* **Given text**
*****

Tool: Pex and Moles from Microsoft Research
“Pex and Moles are Visual Studio 2010 Power Tools that help Unit Testing .NET applications.
Pex automatically generates test suites with high code coverage. Right from the Visual Studio code editor, Pex finds interesting input-output values of your methods, which you can save as a small test suite with high code coverage. Microsoft Pex is a Visual Studio add-in for testing .NET Framework applications.
Moles allows to replace any .NET method with a delegate. The Fakes Framework in Visual Studio 11 is the next generation of Moles & Stubs, and will eventually replace it. Moles supports unit testing by providing isolation by way of detours and stubs. The Moles framework is provided with Pex, or can be installed by itself as a Microsoft Visual Studio add-in.”
– Microsoft Research – Pex and Moles page
The great thing about Pex is that it will generate test cases for all of your boundary conditions. It is very thorough. In fact, if your code can pass a full set of Pex-generated tests, it is robust indeed.

*****

* **What to work on**
- A) In the Pex and Moles text, rewrite the paragraph beginning "Moles allows to replace any .NET method" as a brief bulleted list that keeps its main facts.
- B) Answer these questions from the Pex and Moles text:
(i) What kind of tools are Pex and Moles described as in the opening sentence of the quotation?
(ii) Which framework will eventually replace Moles?
(iii) According to the final paragraph, for what does Pex generate test cases?
- C) Write a continuation of the Pex and Moles text, starting after its final sentence.

* **Stored rows**

*****

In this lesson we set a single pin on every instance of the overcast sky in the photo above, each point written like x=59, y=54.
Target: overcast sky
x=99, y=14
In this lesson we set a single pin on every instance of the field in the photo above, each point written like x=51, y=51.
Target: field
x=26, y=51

*****

* **Responses**
- A)
- Moles lets any .NET method be replaced with a delegate.
- It supports unit testing by providing isolation through detours and stubs.
- The Fakes Framework in Visual Studio 11 is the next generation of Moles & Stubs and will eventually replace it.
- Moles comes with Pex or can be installed separately as a Microsoft Visual Studio add-in.

- B)
(i) Visual Studio 2010 Power Tools that help with unit testing .NET applications.
(ii) The Fakes Framework in Visual Studio 11.
(iii) For all of your boundary conditions.

- C)
So to wrap it all up…
- You want to write unit tests to save yourself from injecting bugs into existing code while making changes or refactoring code.
- To determine the minimum number of unit tests for a given method, run the Code Metrics on your assembly or Solution and review the Cyclomatic Complexity metric for your method.
- Cyclomatic Complexity does not give the total number of tests needed. It does not take into account boundary conditions for a given algorithm or formula, only the decision points in the code.
- To determine how much of your code is being exercised by your unit tests, turn on Code Coverage and review the metrics for your methods.
- To visually determine which code paths weren’t hit in a method, turn on Code Coverage Coloring.
- If you don’t currently have any unit tests, start by writing one, then one more, then one more.
- An excellent book is Michael Feathers’ Working Effectively with Legacy Code.
- Download and try out Pex and Moles from Microsoft Research
Table of Contents for this series.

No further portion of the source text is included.